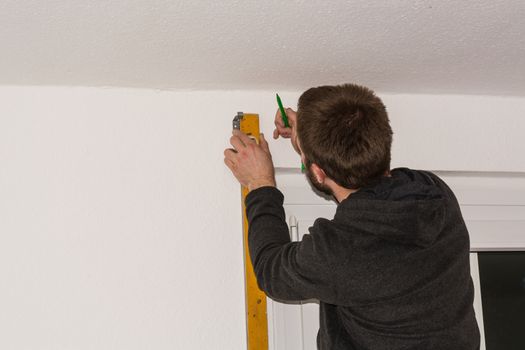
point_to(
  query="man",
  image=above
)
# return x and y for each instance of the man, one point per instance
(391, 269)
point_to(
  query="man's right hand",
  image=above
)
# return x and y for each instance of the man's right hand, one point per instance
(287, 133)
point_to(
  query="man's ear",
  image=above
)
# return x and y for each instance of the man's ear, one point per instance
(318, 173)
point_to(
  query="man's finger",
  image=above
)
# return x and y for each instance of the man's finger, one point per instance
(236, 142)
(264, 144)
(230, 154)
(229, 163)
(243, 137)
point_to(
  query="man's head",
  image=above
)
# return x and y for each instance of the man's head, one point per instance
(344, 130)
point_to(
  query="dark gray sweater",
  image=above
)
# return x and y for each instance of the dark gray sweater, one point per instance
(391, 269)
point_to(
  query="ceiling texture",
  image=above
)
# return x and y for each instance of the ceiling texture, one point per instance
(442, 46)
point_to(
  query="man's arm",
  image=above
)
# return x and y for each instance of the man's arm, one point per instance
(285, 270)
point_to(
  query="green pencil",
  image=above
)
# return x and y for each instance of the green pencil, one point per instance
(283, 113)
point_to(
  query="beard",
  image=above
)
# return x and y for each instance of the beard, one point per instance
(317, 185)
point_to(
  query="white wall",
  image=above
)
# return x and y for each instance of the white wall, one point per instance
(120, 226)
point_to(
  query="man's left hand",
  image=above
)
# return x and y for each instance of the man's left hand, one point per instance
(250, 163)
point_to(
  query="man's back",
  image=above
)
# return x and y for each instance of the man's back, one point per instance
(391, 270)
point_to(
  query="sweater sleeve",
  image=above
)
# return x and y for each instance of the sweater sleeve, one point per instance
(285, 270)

........

# [Exercise instructions]
Return the records above verbatim, leaving out images.

# [Result of the task]
point_to(
  query="man",
  image=above
)
# return x and y for each instance of the man, one point per instance
(391, 269)
point_to(
  query="man's right hand",
  image=above
)
# return x and y for each instance of the man's right hand, one point per instance
(287, 133)
point_to(
  query="man's ear",
  image=above
)
# return x and y for each instance of the man's ear, one point per instance
(318, 173)
point_to(
  query="man's finger",
  image=above
)
# return x and y for each instance of the man's finger, one point per instance
(236, 142)
(264, 144)
(230, 154)
(229, 163)
(243, 137)
point_to(
  query="man's head",
  image=above
)
# return x and y for each instance of the man's head, one point per instance
(344, 130)
point_to(
  query="dark gray sweater",
  image=above
)
# return x and y for each instance of the dark gray sweater, one point per instance
(391, 269)
point_to(
  query="ceiling texture",
  image=above
)
# return x and y for each instance of the ceiling texture, one point per instance
(442, 46)
point_to(
  query="man's arm",
  image=above
)
# return x and y for each instance of the man's arm, one point per instance
(285, 270)
point_to(
  query="green pencil",
  image=above
)
# return x and y for each instance of the green pencil, one point per instance
(283, 113)
point_to(
  query="beard",
  image=above
)
# return x and y for each instance of the beard, one point per instance
(317, 185)
point_to(
  query="white wall",
  image=above
)
# return x and y for each instance of the white wall, one point per instance
(120, 226)
point_to(
  query="man's left hand",
  image=above
)
# return x and y for each instance of the man's left hand, one point per instance
(250, 163)
point_to(
  query="man's back",
  image=above
)
# return x and y for each instance of the man's back, one point per instance
(391, 270)
point_to(
  query="sweater sleeve",
  image=above
)
# return x and y for each instance of the sweater sleeve, one point per instance
(285, 270)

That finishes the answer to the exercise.